[[ Data under study, beginning ]]

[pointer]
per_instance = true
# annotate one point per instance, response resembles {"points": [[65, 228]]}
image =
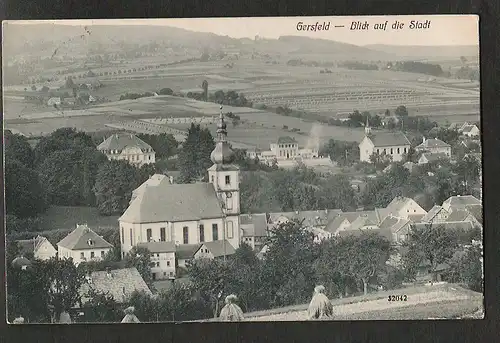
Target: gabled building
{"points": [[129, 148], [430, 157], [437, 214], [434, 146], [254, 229], [187, 214], [459, 202], [39, 247], [394, 144], [214, 249], [119, 283], [83, 245], [162, 259]]}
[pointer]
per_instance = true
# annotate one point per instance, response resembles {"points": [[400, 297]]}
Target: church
{"points": [[188, 214]]}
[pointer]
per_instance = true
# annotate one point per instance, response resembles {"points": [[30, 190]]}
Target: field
{"points": [[334, 95], [426, 302]]}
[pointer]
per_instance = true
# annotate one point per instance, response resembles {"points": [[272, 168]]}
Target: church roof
{"points": [[433, 143], [286, 140], [219, 248], [174, 203], [121, 141], [389, 139], [83, 238]]}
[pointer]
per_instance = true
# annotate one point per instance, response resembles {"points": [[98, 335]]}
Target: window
{"points": [[230, 230], [215, 232], [202, 233]]}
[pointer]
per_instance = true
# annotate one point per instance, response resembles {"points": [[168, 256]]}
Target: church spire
{"points": [[367, 127], [222, 154]]}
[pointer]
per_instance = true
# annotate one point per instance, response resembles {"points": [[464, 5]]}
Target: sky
{"points": [[444, 29]]}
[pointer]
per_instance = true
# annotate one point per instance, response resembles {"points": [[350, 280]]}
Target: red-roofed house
{"points": [[83, 244]]}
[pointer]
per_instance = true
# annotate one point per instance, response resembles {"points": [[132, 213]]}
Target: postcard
{"points": [[243, 169]]}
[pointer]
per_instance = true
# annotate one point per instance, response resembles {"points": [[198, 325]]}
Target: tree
{"points": [[114, 184], [211, 277], [287, 274], [64, 282], [369, 264], [69, 176], [18, 148], [432, 245], [140, 258], [24, 193], [401, 111], [194, 157]]}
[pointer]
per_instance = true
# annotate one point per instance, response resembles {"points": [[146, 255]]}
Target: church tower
{"points": [[225, 177]]}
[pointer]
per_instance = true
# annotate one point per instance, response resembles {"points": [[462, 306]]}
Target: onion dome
{"points": [[222, 154]]}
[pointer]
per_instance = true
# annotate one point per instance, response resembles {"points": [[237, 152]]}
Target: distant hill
{"points": [[427, 52]]}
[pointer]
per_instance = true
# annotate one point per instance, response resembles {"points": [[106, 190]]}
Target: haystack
{"points": [[130, 317], [320, 306], [231, 312]]}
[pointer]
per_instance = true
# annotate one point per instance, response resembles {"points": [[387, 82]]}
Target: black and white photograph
{"points": [[249, 169]]}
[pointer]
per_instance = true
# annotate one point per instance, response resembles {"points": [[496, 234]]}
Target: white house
{"points": [[432, 157], [434, 146], [286, 148], [214, 249], [39, 246], [188, 213], [82, 245], [127, 147], [470, 131], [394, 144], [162, 259]]}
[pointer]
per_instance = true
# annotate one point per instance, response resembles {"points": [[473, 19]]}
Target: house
{"points": [[437, 214], [187, 214], [162, 259], [214, 249], [430, 157], [461, 202], [434, 146], [470, 131], [39, 247], [54, 101], [394, 144], [82, 245], [119, 283], [286, 148], [127, 147], [254, 229], [403, 207]]}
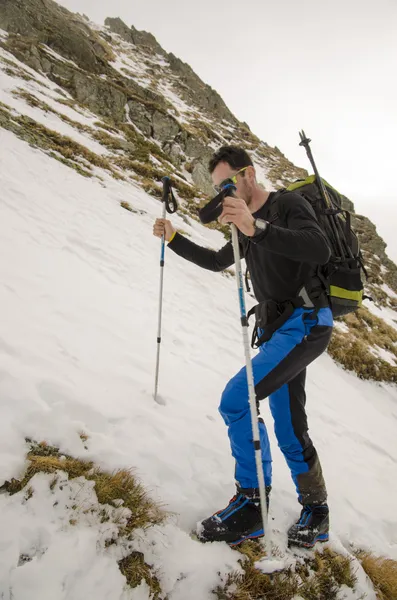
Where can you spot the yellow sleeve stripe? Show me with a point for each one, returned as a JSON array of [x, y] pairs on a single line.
[[172, 237]]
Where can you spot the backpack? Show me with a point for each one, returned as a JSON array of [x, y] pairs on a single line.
[[342, 275]]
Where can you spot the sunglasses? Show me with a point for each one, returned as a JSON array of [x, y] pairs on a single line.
[[233, 179]]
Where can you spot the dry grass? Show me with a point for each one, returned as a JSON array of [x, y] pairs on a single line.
[[320, 576], [383, 574], [121, 484], [352, 349], [134, 568], [126, 205]]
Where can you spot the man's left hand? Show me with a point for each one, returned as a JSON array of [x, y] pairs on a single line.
[[236, 211]]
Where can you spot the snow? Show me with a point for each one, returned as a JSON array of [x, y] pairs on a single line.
[[49, 120], [387, 314], [79, 292], [79, 297], [388, 290], [342, 327], [384, 354]]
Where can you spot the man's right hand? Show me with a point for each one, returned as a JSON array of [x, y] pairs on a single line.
[[163, 226]]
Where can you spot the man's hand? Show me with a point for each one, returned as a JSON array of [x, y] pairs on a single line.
[[236, 211], [163, 226]]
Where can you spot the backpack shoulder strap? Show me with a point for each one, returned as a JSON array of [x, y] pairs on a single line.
[[273, 212]]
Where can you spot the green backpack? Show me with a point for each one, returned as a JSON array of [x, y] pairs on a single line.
[[342, 275]]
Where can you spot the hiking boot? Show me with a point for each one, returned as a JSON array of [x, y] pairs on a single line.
[[312, 526], [240, 520]]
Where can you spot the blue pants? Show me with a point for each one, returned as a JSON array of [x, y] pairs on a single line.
[[279, 373]]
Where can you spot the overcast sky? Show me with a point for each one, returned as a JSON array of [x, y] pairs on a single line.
[[283, 65]]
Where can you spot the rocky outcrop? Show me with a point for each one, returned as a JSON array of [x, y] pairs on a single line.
[[133, 36], [44, 21], [190, 86]]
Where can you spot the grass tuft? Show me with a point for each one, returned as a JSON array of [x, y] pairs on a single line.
[[320, 576], [382, 572]]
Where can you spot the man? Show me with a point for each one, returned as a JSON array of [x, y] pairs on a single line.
[[283, 246]]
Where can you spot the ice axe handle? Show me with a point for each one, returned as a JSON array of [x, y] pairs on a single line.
[[170, 203], [213, 209]]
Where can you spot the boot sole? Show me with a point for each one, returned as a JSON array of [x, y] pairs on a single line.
[[323, 537], [251, 536]]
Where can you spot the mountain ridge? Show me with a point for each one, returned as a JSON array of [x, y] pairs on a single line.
[[157, 117]]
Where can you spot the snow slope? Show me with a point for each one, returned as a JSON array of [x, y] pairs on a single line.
[[79, 298]]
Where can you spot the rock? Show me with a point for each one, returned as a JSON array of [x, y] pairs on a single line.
[[48, 23]]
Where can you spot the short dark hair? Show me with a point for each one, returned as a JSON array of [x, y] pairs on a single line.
[[234, 156]]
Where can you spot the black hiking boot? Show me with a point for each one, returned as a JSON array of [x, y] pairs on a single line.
[[240, 520], [312, 526]]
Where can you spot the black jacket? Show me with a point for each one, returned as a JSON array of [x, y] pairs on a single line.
[[281, 259]]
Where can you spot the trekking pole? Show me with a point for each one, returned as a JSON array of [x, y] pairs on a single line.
[[251, 393], [208, 214], [169, 205], [335, 225]]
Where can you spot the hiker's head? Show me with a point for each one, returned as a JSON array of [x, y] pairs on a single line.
[[232, 162]]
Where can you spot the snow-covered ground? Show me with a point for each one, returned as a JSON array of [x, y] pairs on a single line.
[[79, 298]]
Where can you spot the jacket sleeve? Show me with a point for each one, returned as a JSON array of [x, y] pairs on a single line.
[[203, 257], [303, 239]]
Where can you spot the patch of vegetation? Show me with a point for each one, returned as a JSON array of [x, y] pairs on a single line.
[[382, 572], [146, 170], [106, 126], [352, 349], [134, 568], [109, 487], [120, 488], [319, 576], [58, 146], [126, 205], [151, 188]]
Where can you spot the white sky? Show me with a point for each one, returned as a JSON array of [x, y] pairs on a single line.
[[329, 68]]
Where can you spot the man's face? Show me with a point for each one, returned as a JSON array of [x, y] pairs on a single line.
[[243, 185]]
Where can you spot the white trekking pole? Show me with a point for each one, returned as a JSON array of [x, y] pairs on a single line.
[[251, 392], [169, 205], [207, 214]]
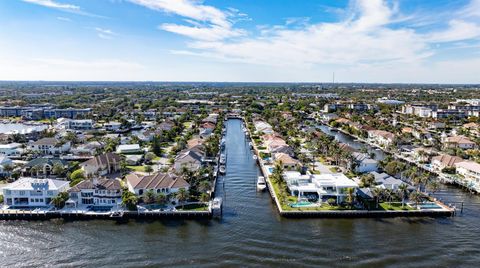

[[ Data under study, end ]]

What is needed
The output must be every line of the records, printed exactly, with the pictures omitted.

Exercise output
[pointer]
per_instance = true
# annotate one point per instance, response resembles {"points": [[65, 228]]}
image =
Target: gabled building
{"points": [[129, 148], [430, 157], [437, 214], [434, 146], [254, 229], [187, 214], [459, 202], [39, 247], [394, 144], [214, 249], [119, 283], [83, 245], [162, 259]]}
[pointer]
per_instance = true
# annotate one point per instance, response resembles {"points": [[400, 297]]}
Target: church
{"points": [[188, 214]]}
[pointer]
per_instance = true
# annotate one point per instance, response resembles {"points": [[30, 190]]}
Target: field
{"points": [[334, 95], [426, 302]]}
[pointer]
per_instance = true
# annotate one point per instance, response resembles {"points": [[272, 168]]}
Target: church roof
{"points": [[433, 143], [286, 140], [219, 248], [174, 203], [121, 141], [389, 139], [83, 238]]}
[pointer]
per_instance = true
# annotate one point per instance, response resembles {"points": [[98, 335]]}
Target: window
{"points": [[230, 230], [215, 232], [202, 233]]}
[pointer]
per_instance = true
# annotate one point per instance, response resembles {"points": [[168, 256]]}
Target: church spire
{"points": [[367, 127], [222, 154]]}
[pointer]
per_instance = true
# annotate one point per instance, response resembles {"points": [[464, 5]]}
Target: sky
{"points": [[444, 29]]}
[pointer]
per_instance = true
# annotate one point per instance, response resembles {"points": [[350, 280]]}
Target: red-roofed house
{"points": [[83, 244]]}
[pointer]
per_instance = true
# annotate one point per instance, response resembles {"points": [[132, 213]]}
Target: postcard
{"points": [[243, 169]]}
[pointer]
per_instance = true
# annotate one point per instance, response resembles {"points": [[198, 325]]}
Target: tree
{"points": [[114, 184], [211, 277], [287, 274], [64, 282], [369, 264], [69, 176], [18, 148], [432, 245], [140, 258], [24, 193], [401, 111], [194, 157]]}
[pointer]
per_instance = true
# annotate one point per instance, response resembles {"points": [[146, 255]]}
Target: church tower
{"points": [[225, 177]]}
[pointer]
per_instance = true
# annotate one point per instance, response resembles {"points": [[462, 306]]}
Target: onion dome
{"points": [[222, 154]]}
[pointer]
per_instance = true
# annotate one point per instance, response resembles {"points": [[237, 152]]}
Target: distant hill
{"points": [[427, 52]]}
[pointer]
per_instance = true
# annotate one point per instance, response resembles {"points": [[106, 190]]}
Target: haystack
{"points": [[130, 317], [320, 306], [231, 312]]}
[pointer]
per_instance = true
# annotate one point per instance, response resembles {"points": [[387, 82]]}
Target: black and white photograph
{"points": [[249, 169]]}
[pointer]
per_instance = true
# annotate one point per instance, response resembles {"points": [[496, 234]]}
Target: white house
{"points": [[432, 157], [434, 146], [286, 148], [214, 249], [39, 246], [188, 213], [82, 245], [127, 147], [470, 131], [394, 144], [162, 259]]}
[pointer]
per_instance = true
# annotate one point per instance, response resembles {"points": [[473, 19]]}
Target: house
{"points": [[437, 214], [187, 214], [162, 259], [214, 249], [430, 157], [461, 202], [434, 146], [470, 131], [39, 247], [54, 101], [394, 144], [82, 245], [119, 283], [286, 148], [127, 147], [254, 229], [403, 207]]}
Where can you spot the yellow sleeve stripe? Show me with a point for each one, returned as a JSON array of [x, y] pairs on a single line.
[[172, 237]]
Where can you spot the backpack? Show me with a point for each one, returned as a JSON array of [x, y] pairs on a single line.
[[342, 275]]
Where can you spot the sunglasses? Show me with a point for each one, returned as a JSON array of [x, y] pairs on a single line.
[[233, 179]]
Where can you spot the dry grass? Show me with a point for each one, returned as a JSON array of [x, y] pairs on a single line.
[[320, 576], [383, 574], [121, 484], [352, 349], [134, 568], [126, 205]]
Where can you spot the man's left hand? Show me with a point for each one, returned as a JSON array of [x, y] pairs on a single line.
[[236, 211]]
Where can you spot the snow? Show me with a point for each one, returned as a JSON array of [x, y] pairs on a single line.
[[49, 120], [387, 314], [79, 292], [79, 297], [388, 290], [342, 327], [384, 354]]
Where can you spot the man's right hand? Show me with a point for each one, returned as a JSON array of [x, y] pairs on a single line.
[[163, 226]]
Where can you spot the man's hand? Show me with a point for each one, returned as a JSON array of [x, y] pairs on a single line.
[[236, 211], [163, 226]]
Where can you spot the backpack shoulder strap? Show me with a point for each one, returned as a JSON array of [x, y] pairs on a single line.
[[273, 212]]
Where can you spot the green backpack? Show me with a point for each one, returned as a JSON array of [x, y] pairs on a single line.
[[342, 275]]
Where can you spot the hiking boot? Show me with a point for each one, returned as a JSON array of [x, y] pairs on a single line.
[[312, 526], [240, 520]]
Where can you spot the blue pants? Show me with a point for each one, returned as a JSON array of [x, y] pairs on a single line.
[[279, 373]]
Where can you spot the overcast sky? Show me with a point for each one, returned as a JSON array of [x, y] pairs on a single line.
[[283, 65]]
Where can you spot the rocky outcrop? Show me with a point for each one, returned as a JSON array of [x, y] pairs on a single line.
[[133, 36], [44, 21], [190, 86]]
Where can you spot the grass tuft? Show me with a point for each one, returned as a JSON array of [x, y] pairs on a single line.
[[320, 576], [382, 572]]
Where can you spot the man? Show me with a point for each one, returned as a JSON array of [x, y] pairs on a single line.
[[283, 246]]
Where can you spot the ice axe handle? Show me with a point for each one, returned as a JSON array of [x, y] pairs on a single line.
[[170, 203], [213, 209]]
Where can you spot the boot sole? Show me with a point for each one, returned as a JSON array of [x, y] pairs on a single line.
[[323, 537], [251, 536]]
Where can you spot the mountain ridge? Show me with a point for each one, returned as a JSON array of [x, y] pairs on a single line.
[[157, 117]]
Where can you spot the snow slope? Show me with a point for each one, returned as a JSON array of [x, y] pairs on a single line.
[[79, 298]]
Where can you spot the rock? Show me with a point for each one, returned as a JSON array of [x, y] pairs on a single line.
[[48, 23]]
Where can you spot the short dark hair? Show me with a point for each one, returned as a JSON array of [x, y] pairs on a single line.
[[234, 156]]
Where can you spot the black hiking boot? Show me with a point for each one, returned as a JSON array of [x, y] pairs on a single line.
[[240, 520], [312, 526]]
Where can you spot the black jacket? Show me with a point for each one, returned as a JSON array of [x, y] pairs on a single line.
[[281, 259]]
Where can you spot the trekking pole? Show me with a point for each one, returned as a JSON array of [x, y] pairs on a single line.
[[251, 393], [208, 214], [169, 205], [335, 225]]
Where can you spot the hiker's head? Show me with a point for each one, returned as a JSON array of [x, y] pairs on a single line.
[[232, 162]]
Where can you spot the snow-covered ground? Show me with a point for each one, returned as a JSON array of [x, y] pairs on a single line.
[[79, 298]]
Where can you spot the jacket sleeve? Show me with a point for each one, returned as a JSON array of [x, y] pairs on a single line.
[[203, 257], [303, 239]]
Where can you spot the patch of vegetation? Show me with a point for each one, returned as a JSON array of [x, y] pairs on a single line.
[[382, 572], [146, 170], [106, 126], [352, 349], [134, 568], [109, 487], [120, 488], [319, 576], [58, 146], [126, 205], [151, 188]]
Where can you spot the white sky? Show me with a point for each one, returned as a JSON array of [x, y] pairs on a single line.
[[329, 68]]
Where can you spot the man's face? Show me with a point for each one, returned as a JSON array of [x, y] pairs on a single line.
[[243, 185]]
Where can you spot the white trekking pole? Show me with a point for each one, returned as a JSON array of [x, y] pairs on a single line.
[[251, 392], [169, 205], [207, 214]]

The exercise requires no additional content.